» 提示テキスト:
「ありのままで生きる」なんて、ワガママなのかもしれないけれど
自己紹介が苦手だ。
「あなたはどんな人間ですか?」だなんて聞かれてもわからない。なんなら、この世界でだれよりも、わたしがわたしを分かっていない。
年齢、性別、職業。
わたしを説明するための言葉はいくらでもある。それを言えばいいだけなのだけれど、でも、なんか違うのだ。自分を言葉で説明すればするほど「そうじゃないのに」って反発してくるわたしがいる。簡単な言葉には収まらない。SNSのプロフィール欄からはみ出した「わたし」を、だれかに知ってほしい。どうしようもないところも、かっこいいところも、なにもかも。
「ありのままの自分で生きたい」なんて、ワガママなのかもしれない。
でも、これはもう、どうしようもない夢なのだ。
*
「書く仕事」への挑戦がなかなかうまくいかず迷走している間に、SNSに関する本をいくつか読んだ。「SNSを起点にして夢を叶えたい人」へ向けての「SNS上で自分をどう見せればいいか」・・いわゆる「ブランディング」について書かれた本だ。それらの本に書かれていることは、ハッキリ言ってほとんど同じだった。

» データセット内容:
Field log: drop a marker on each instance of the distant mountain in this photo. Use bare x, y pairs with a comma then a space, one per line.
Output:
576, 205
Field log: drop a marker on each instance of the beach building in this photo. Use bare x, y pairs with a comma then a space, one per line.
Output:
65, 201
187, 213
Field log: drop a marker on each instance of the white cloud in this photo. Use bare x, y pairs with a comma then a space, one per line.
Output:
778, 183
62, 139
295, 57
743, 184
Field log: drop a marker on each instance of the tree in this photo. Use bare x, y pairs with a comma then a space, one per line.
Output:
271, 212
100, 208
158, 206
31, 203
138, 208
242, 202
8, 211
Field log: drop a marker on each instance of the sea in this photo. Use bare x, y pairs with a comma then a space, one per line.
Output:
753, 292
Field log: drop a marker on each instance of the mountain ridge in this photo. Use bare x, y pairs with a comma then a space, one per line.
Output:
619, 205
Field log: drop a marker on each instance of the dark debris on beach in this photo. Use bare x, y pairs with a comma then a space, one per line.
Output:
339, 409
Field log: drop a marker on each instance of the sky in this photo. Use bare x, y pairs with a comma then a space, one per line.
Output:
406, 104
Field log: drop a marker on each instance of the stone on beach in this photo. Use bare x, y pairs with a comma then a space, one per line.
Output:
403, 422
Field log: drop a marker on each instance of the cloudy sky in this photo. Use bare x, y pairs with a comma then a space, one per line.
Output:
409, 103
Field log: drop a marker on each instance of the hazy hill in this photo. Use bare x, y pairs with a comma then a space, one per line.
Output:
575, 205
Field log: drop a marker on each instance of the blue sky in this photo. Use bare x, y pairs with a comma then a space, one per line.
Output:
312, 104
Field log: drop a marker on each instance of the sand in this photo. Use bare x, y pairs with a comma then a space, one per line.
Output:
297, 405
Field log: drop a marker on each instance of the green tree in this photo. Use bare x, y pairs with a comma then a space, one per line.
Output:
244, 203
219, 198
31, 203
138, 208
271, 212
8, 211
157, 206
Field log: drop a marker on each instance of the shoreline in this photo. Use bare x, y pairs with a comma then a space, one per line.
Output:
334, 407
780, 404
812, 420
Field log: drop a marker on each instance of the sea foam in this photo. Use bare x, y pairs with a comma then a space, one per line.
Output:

» 課題 A:
上の自己紹介についての文章をもとに、次の問いに答えて。
(i) 自分を説明するための言葉として挙げられている三つは何か。
(ii) 「ありのままの自分で生きたい」という思いは、何なのかもしれないと書かれているか。
(iii) 迷走している間に読んだ本は、いわゆる何について書かれた本か。
» 課題 B:
上の自己紹介についての文章から、「わたしを説明するための言葉は」で始まり「リ言ってほとんど同じだった。」で終わる部分を、一字も変えずに出力してください。
» 課題 C:
上の自己紹介についての文章を、最後の文の後から引き継いで書き進めて。

» 回答 A:
(i) 年齢、性別、職業
(ii) ワガママ
(iii) ブランディング

» 回答 B:
わたしを説明するための言葉はいくらでもある。それを言えばいいだけなのだけれど、でも、なんか違うのだ。自分を言葉で説明すればするほど「そうじゃないのに」って反発してくるわたしがいる。簡単な言葉には収まらない。SNSのプロフィール欄からはみ出した「わたし」を、だれかに知ってほしい。どうしようもないところも、かっこいいところも、なにもかも。
「ありのままの自分で生きたい」なんて、ワガママなのかもしれない。
でも、これはもう、どうしようもない夢なのだ。
*
「書く仕事」への挑戦がなかなかうまくいかず迷走している間に、SNSに関する本をいくつか読んだ。「SNSを起点にして夢を叶えたい人」へ向けての「SNS上で自分をどう見せればいいか」・・いわゆる「ブランディング」について書かれた本だ。それらの本に書かれていることは、ハッキリ言ってほとんど同じだった。

» 回答 C:
「どんな自分になりたいか?または自分がどんな人間かを簡潔に説明すること」と「ターゲットを限定しよう」。主にこの2つだ。
この2つの大切さは痛いほどよくわかる。
1つめの「どんな人が書いているのか?」。
それが分かるだけで人は安心し、さらに自分と共通項があれば親近感を覚える。「自分の伝えたいこと」を読んでもらうためには、まず「人となり」を知ってもらうこと。SNSに限らず、実際の対人関係でもこれは変わらない。
そして2つめの「ターゲットを限定する」。
これもよく分かる。浅く広く「いろんな人」にばらまくよりも、狭く深い「ピンポイント」を狙った方が結果的に広まりやすい。丁寧に構築されてきた、ありがた~いノウハウだ。
実際にわたしも、このノウハウにならってTwitterをやっていた。自分の「HSP」という性質を生かして、同じ「HSPさん」へ向けての情報発信。生きやすくなる考え方や息抜きの方法など、自分なりに考えて発信していた。実際につながることができたフォロワーさんたちもいい方ばかりで、本当にありがたい環境だった。
しかし、だ。わたしと世界を、わたしとフォロワーさんをつなげてくれた「HSP」という言葉を、少しづつ窮屈に感じるようになった。
その「HSP」というただの言葉に、自分が押し込められているような感覚。
嘘ではないのだ。わたしは間違いなくHSPだし、ずっと毎日生きづらい。
それは、まったく嘘じゃない。
でも、それだけじゃないんだ。
「HSP」という言葉からはみ出したわたしのカケラが、そう言っていた。
たしかに感受性が強すぎて、そんな自分にふりまわされているし、人の視線に敏感すぎて人混みには長くいられない。あげればあげるほど、わたしはどこまでも「HSP」だった。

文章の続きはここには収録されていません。